■ **Material shown**

↓

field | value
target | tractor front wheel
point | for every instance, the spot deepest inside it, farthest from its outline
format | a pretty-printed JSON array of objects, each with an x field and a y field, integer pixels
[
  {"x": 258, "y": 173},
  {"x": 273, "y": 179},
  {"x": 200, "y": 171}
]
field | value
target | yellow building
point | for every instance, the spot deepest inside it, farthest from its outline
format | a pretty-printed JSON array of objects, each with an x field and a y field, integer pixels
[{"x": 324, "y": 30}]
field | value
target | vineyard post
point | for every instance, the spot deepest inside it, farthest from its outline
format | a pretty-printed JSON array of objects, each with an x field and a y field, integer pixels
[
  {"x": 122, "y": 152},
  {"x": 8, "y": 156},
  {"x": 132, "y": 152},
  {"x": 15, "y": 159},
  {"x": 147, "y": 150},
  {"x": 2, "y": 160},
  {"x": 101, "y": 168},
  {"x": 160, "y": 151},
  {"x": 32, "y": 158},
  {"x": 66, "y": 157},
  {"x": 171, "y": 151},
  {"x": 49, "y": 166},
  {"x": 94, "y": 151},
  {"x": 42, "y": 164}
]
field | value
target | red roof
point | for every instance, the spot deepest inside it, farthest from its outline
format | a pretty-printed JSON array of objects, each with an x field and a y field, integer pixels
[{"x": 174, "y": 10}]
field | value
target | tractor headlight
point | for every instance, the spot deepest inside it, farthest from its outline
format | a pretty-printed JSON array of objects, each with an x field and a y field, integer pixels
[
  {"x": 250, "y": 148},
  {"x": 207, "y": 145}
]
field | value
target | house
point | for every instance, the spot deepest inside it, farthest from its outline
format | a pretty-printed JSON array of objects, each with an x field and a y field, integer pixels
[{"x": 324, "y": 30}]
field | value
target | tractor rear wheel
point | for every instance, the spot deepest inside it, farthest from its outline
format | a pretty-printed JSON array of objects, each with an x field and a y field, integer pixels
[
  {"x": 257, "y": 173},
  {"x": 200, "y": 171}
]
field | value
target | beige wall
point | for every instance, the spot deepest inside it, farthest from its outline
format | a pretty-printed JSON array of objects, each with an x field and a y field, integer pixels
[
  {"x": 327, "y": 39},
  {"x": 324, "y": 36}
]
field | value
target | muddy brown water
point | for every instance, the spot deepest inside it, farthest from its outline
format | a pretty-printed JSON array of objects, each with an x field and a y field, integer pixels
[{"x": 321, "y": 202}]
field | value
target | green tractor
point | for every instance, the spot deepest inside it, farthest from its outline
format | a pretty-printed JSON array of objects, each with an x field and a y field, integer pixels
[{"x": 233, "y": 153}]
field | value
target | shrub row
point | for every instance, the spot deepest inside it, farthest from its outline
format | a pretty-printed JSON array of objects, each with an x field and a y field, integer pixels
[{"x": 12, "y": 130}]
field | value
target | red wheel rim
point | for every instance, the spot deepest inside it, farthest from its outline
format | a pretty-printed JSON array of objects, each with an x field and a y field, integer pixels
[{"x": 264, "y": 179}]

↑

■ **Task requirements**
Please pull out every line of the data above that contains the string "target", treating uppercase and lowercase letters as different.

■ **Answer for this exercise**
target | tractor front wheel
target | yellow building
target | vineyard post
target | red roof
target | tractor headlight
target | house
target | tractor rear wheel
target | beige wall
target | muddy brown water
target | green tractor
target | shrub row
target | red wheel rim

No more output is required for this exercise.